• **Aim of the task**: Below are the records. Reproduce the line that contains "in dark jacket" and every line after it to the end, exactly and alone.

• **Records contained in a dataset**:
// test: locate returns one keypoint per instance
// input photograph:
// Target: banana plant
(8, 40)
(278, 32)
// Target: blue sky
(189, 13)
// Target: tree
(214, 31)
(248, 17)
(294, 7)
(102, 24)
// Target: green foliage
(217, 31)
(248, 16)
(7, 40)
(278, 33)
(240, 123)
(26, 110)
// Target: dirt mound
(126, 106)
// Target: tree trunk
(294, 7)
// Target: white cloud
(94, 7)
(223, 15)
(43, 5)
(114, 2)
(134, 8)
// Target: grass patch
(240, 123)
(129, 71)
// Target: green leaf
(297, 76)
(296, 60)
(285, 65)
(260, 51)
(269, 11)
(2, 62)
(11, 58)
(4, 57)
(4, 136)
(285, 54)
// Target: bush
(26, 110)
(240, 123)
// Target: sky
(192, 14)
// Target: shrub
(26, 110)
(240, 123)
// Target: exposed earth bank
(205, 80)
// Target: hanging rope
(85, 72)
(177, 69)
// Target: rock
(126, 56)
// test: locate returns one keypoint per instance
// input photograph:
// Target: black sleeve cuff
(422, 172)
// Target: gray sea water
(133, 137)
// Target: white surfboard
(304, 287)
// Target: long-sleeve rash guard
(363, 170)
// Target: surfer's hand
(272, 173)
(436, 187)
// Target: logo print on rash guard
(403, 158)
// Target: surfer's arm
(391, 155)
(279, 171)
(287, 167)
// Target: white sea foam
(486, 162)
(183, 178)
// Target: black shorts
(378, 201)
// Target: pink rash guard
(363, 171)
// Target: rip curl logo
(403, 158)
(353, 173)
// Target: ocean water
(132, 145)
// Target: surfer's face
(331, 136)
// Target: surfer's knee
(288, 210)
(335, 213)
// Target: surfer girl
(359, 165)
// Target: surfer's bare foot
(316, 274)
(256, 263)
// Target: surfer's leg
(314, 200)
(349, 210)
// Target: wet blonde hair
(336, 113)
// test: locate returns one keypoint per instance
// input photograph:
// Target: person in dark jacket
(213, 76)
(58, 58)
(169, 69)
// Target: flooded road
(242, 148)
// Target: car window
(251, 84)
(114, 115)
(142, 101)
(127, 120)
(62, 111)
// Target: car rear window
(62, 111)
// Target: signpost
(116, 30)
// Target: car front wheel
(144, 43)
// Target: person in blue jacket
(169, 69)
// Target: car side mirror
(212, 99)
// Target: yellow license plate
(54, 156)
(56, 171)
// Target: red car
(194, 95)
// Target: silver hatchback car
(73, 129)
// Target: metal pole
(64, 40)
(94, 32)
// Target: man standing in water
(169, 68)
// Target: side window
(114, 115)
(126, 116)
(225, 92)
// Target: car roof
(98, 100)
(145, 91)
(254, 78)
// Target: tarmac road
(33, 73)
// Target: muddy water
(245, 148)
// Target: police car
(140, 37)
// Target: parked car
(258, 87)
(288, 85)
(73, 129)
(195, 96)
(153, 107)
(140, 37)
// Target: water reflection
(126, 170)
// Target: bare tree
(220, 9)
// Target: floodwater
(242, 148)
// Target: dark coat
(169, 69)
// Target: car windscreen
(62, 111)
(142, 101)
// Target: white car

• **Reply to the exercise**:
// Target: person in dark jacket
(213, 76)
(58, 58)
(169, 69)
// Target: flooded road
(242, 148)
// Target: car window
(251, 84)
(114, 115)
(142, 101)
(127, 120)
(62, 111)
// Target: car rear window
(62, 111)
// Target: signpost
(116, 30)
// Target: car front wheel
(144, 43)
// Target: person in blue jacket
(169, 69)
// Target: car side mirror
(212, 99)
// Target: yellow license plate
(54, 156)
(56, 171)
// Target: red car
(194, 95)
// Target: silver hatchback car
(73, 129)
// Target: metal pole
(64, 40)
(94, 32)
// Target: man standing in water
(169, 68)
// Target: side window
(114, 115)
(126, 116)
(225, 92)
// Target: car roof
(98, 100)
(145, 91)
(254, 78)
// Target: tarmac road
(33, 73)
// Target: muddy water
(245, 148)
// Target: police car
(140, 37)
// Target: parked car
(258, 87)
(288, 85)
(73, 129)
(195, 96)
(153, 107)
(140, 37)
// Target: water reflection
(126, 170)
// Target: bare tree
(220, 9)
// Target: floodwater
(242, 148)
// Target: dark coat
(169, 69)
// Target: car windscreen
(62, 111)
(142, 101)
// Target: white car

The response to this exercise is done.